He wondered how he could create this fenceline condition across the farm. It started with no till. The next step came with controlled traffic which he did by seeding the soybean into the corn root ball and this lined up the crop within the same tracks. It took some time but in about six years he started getting results.
“He coined the term “fencerow farming” and this was years before people were talking about CTF,” Gurr said.
There was a two-year study conducted comparing his soil and yields to a neighbouring farm about five kilometres away. Both farms were on the same soil, used the same hybrid corn with similar fertilizer applied at similar rates.
Fertilizer uptake, rooting and yield were all significantly better on Glenney’s operation.
The study showed that, at 60 and 87 days after planting, 93 per cent of the available nitrate was taken up in the no-till controlled traffic farm versus 55 per cent at the conventional site. Seventy-five per cent of the no-till plants had deeper roots than the conventional.
“The only difference was the traffic,” Gurr said.
As with any complex system, part of it is the physically different nature of the soil and how the pore spaces will hold on to water and air. It also affects the living portion of the soil and that may also have been one of the things that helped with that increased yield.
“What really struck me was that Dean’s microbial community was less diverse than the neighbouring conventional ones but they had much higher amounts of this particular bacteria that promotes plant growth,” Gurr said. “That’s where they really attributed the yield differences from because he wasn’t applying any more inputs.”

· · ·

[Assignment]:
Answer these questions about the text on fencerow farming.
1. About how many years did it take before the fencerow approach started producing results?
2. How far away was the neighboring farm used for comparison in the two-year study?
3. What share of the available nitrate was taken up at the conventional site?

[Supplied data]:
· · ·

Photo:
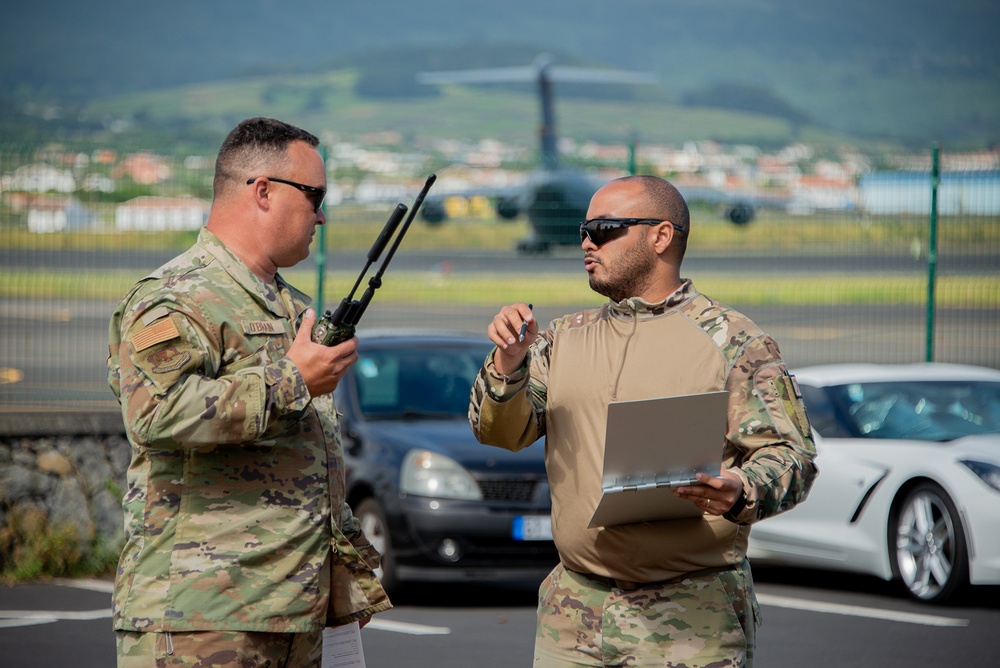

· · ·

[Response area]:
1. About six years.
2. About five kilometers.
3. 55 percent.